## YOUR INSTRUCTIONS
Reproduce the stretch from the line containing "Where in this photo can the lamp" through the end of the listing, substituting "occurrence" for every "instance" and leaving all other text unchanged.

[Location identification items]
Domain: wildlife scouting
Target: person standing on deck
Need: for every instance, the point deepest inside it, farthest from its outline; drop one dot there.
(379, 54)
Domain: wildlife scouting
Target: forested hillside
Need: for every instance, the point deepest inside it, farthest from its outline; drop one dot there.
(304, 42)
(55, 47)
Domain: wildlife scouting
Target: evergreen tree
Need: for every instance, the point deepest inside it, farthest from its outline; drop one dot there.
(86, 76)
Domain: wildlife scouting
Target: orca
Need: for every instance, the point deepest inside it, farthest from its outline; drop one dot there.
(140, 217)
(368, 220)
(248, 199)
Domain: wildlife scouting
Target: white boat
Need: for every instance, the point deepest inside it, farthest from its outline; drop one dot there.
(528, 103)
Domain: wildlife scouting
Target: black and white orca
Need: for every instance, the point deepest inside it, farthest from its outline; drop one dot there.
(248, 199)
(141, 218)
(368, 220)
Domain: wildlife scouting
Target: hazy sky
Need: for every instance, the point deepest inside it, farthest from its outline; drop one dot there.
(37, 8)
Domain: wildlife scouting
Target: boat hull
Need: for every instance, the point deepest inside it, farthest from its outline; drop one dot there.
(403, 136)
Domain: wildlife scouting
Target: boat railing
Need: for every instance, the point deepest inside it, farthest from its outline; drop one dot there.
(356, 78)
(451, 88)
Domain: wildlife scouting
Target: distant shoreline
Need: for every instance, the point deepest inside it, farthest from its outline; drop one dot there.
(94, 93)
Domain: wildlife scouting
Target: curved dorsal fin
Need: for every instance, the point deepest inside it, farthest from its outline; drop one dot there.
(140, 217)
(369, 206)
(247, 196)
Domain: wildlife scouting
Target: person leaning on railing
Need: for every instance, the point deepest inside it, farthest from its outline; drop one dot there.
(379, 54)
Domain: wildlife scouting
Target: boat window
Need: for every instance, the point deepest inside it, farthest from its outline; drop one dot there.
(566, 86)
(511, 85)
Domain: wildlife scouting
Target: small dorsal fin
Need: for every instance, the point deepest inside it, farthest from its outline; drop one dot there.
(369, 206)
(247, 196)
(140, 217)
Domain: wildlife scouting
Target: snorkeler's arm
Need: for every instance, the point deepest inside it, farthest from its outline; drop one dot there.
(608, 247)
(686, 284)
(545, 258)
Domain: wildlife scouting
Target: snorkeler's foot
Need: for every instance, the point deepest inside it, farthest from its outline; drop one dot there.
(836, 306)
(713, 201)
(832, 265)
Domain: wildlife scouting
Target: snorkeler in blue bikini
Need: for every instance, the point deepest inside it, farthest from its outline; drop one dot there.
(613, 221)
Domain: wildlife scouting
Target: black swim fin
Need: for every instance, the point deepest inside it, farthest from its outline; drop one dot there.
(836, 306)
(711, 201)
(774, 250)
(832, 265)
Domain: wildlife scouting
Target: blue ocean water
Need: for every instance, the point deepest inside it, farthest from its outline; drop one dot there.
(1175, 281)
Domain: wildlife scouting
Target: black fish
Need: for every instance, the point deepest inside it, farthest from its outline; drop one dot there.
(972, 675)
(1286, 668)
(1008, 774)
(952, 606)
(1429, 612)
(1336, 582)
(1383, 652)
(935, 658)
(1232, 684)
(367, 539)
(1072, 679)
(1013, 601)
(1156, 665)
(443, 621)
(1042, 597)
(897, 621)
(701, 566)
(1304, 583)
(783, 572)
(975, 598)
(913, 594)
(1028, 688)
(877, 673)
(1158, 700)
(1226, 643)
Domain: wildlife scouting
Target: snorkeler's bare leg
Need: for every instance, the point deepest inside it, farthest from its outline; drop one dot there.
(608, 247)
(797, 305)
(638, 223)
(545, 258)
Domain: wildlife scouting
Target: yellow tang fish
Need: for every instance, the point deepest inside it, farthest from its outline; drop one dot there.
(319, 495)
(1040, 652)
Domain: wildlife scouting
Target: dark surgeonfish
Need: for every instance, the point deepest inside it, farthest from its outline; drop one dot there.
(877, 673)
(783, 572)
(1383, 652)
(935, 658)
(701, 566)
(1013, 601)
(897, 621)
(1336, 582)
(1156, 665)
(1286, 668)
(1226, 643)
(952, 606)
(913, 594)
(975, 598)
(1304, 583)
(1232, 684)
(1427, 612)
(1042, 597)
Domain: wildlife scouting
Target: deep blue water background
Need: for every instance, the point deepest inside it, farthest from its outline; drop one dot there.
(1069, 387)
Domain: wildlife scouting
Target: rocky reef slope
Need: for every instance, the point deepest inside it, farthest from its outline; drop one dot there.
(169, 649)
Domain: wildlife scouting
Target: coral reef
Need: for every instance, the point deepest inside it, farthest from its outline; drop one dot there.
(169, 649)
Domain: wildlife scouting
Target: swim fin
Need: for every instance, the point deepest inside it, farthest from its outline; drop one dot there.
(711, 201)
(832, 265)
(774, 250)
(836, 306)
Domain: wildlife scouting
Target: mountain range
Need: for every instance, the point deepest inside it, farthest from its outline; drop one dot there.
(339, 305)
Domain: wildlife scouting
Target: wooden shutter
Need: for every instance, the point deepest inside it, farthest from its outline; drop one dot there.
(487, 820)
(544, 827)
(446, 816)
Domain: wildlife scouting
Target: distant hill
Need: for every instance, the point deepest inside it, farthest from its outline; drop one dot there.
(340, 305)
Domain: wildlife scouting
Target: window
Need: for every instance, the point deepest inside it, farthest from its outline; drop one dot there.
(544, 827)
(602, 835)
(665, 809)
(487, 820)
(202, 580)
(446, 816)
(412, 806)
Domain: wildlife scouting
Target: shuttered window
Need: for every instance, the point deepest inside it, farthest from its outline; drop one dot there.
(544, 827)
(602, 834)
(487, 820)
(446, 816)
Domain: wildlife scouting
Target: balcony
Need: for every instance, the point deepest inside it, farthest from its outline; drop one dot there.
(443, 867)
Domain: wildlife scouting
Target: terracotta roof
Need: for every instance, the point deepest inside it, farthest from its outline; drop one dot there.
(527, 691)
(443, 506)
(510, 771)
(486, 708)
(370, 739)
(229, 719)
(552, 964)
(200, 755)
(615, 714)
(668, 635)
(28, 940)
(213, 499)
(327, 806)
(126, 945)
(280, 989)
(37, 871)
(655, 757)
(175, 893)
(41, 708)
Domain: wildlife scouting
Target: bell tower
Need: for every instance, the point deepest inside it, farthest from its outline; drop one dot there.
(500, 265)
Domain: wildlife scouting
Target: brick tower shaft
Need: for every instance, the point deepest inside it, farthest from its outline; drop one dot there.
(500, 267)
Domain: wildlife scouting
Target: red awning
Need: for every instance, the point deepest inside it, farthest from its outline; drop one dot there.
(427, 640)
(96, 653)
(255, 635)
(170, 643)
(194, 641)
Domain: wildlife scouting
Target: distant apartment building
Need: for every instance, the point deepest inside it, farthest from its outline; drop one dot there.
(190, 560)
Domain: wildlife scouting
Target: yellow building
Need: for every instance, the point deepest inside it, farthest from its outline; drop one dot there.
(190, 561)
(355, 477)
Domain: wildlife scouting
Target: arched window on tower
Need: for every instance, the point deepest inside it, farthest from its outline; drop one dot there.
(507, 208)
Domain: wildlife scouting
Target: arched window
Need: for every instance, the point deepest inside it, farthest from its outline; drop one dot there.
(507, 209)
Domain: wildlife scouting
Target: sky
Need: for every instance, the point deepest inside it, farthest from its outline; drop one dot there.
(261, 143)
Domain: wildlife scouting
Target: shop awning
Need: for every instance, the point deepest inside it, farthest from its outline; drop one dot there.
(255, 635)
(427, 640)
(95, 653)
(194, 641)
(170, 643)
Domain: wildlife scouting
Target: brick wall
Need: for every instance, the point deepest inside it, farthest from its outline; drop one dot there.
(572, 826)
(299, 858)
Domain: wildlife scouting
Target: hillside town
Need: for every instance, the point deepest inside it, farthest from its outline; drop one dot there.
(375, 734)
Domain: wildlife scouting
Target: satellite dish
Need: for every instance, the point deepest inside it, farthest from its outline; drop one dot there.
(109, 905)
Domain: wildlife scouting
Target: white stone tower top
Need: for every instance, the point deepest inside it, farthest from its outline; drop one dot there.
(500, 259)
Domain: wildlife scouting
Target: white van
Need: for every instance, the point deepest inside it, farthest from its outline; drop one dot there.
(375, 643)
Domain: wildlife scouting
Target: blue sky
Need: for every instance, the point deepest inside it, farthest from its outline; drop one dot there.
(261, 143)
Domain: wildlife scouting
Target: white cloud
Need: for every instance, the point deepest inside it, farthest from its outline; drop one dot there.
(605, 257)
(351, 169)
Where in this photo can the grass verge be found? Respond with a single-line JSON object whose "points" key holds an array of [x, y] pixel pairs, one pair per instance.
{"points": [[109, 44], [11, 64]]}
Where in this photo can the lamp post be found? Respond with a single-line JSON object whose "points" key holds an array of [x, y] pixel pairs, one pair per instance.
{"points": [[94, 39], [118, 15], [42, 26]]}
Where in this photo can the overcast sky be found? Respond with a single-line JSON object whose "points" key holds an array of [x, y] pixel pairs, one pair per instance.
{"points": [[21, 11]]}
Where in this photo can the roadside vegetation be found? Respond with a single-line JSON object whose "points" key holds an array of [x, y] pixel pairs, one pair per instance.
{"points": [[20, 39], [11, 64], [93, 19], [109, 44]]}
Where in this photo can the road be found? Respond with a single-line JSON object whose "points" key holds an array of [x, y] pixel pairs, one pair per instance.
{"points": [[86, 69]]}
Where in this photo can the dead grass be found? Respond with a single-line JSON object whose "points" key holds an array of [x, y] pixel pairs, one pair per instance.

## REPLY
Where in this photo can the lamp post be found? Respond with a single-line JSON object whose "points" key holds an array of [x, y] pixel pairs, one pair per occurrence.
{"points": [[94, 39], [118, 15], [42, 26]]}
Where in this photo can the overcast sky be found? Respond with a single-line JSON object whose "points" key holds an array of [x, y] pixel pairs, one pair per occurrence.
{"points": [[21, 11]]}
Where in this photo can the roadside vegetation be found? Respond with a single-line JSON object whose "points" key holds an array of [x, y] pixel pairs, one pair per occurrence.
{"points": [[20, 39], [11, 64], [93, 19], [109, 44]]}
Where in this photo can the road be found? Respond with a single-line JSON object whose "points" key holds an array of [x, y] pixel pairs, one pair per occurrence.
{"points": [[86, 69]]}
Where in this photo can the dead grass be found? Respond with a single-line JSON object whose "points" key holds an array of [x, y] pixel pairs, one pair per occurrence.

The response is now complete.